### Records to use
▬▬▬▬▬▬
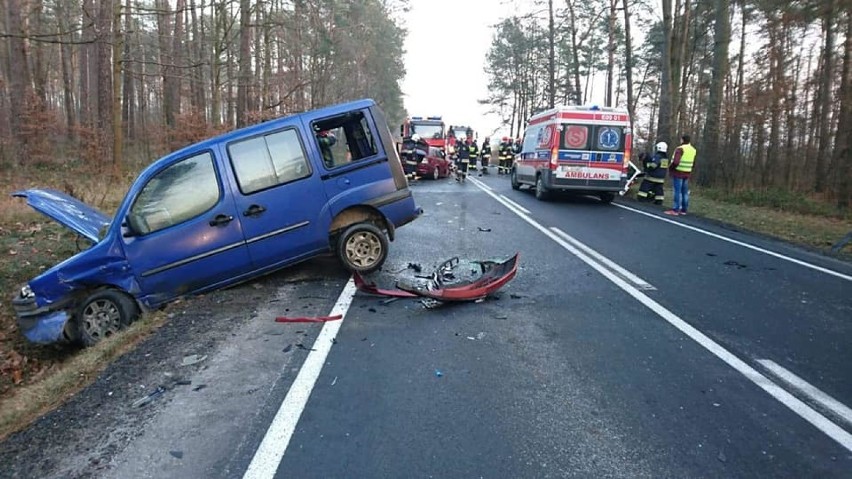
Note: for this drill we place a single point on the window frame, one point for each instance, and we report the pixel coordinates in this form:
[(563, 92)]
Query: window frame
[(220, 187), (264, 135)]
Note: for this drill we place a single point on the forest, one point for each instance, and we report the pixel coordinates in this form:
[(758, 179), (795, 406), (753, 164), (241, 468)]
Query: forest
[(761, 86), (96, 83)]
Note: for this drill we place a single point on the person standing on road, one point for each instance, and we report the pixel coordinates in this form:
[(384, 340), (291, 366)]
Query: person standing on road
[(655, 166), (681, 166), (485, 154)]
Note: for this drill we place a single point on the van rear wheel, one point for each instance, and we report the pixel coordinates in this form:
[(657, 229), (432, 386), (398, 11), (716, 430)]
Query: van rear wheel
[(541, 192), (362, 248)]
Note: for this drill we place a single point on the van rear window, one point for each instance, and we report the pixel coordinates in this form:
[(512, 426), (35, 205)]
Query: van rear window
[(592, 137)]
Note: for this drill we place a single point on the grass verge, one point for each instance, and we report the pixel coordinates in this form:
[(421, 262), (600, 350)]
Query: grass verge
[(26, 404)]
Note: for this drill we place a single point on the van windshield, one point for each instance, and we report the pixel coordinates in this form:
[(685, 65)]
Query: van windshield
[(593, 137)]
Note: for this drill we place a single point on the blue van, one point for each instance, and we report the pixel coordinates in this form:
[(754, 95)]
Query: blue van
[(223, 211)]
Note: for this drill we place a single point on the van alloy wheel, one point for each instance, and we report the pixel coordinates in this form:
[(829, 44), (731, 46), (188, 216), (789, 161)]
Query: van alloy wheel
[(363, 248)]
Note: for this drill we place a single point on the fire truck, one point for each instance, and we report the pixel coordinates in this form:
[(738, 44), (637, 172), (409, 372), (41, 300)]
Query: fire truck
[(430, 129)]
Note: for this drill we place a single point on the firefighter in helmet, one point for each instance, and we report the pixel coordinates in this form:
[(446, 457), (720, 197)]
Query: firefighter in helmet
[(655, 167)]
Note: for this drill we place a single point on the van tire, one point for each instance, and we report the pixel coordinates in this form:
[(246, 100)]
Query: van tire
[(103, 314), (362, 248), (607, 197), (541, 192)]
▬▬▬▬▬▬
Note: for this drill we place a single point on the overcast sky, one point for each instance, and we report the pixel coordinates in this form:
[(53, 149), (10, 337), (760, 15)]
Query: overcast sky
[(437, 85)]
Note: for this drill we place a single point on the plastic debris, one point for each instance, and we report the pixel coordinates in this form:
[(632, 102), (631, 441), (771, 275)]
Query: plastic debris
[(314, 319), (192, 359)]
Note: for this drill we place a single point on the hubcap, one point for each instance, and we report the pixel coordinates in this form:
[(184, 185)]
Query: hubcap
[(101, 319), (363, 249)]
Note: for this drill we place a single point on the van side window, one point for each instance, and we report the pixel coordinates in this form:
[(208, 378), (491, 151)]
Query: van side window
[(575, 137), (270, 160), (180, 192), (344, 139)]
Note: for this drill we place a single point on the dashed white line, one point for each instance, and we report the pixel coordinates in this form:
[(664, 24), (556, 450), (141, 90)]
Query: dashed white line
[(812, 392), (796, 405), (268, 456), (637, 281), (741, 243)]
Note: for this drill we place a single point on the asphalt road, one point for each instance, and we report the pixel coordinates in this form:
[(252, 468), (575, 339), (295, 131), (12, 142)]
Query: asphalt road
▬▬▬▬▬▬
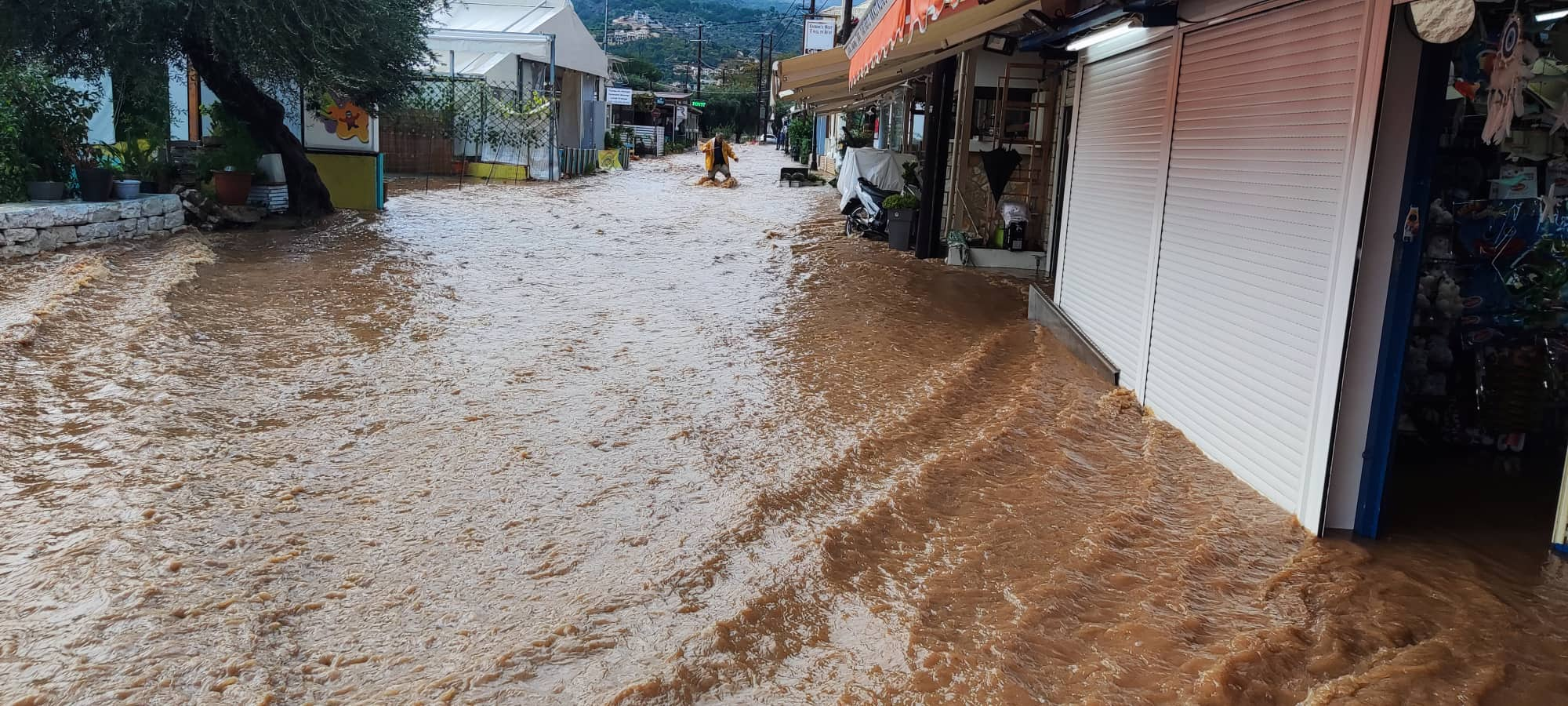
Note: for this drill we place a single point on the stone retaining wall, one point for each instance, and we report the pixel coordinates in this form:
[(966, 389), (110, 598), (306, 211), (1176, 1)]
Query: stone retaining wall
▬▬▬▬▬▬
### Work request
Wherever the word "retaining" turns up in the records above, copy the line that holds it.

### Your solution
Note: for this drill we place a single point on the stone retaining wall, one point for each instance, and we report the pixel coordinates in this form:
Query: stone retaining wall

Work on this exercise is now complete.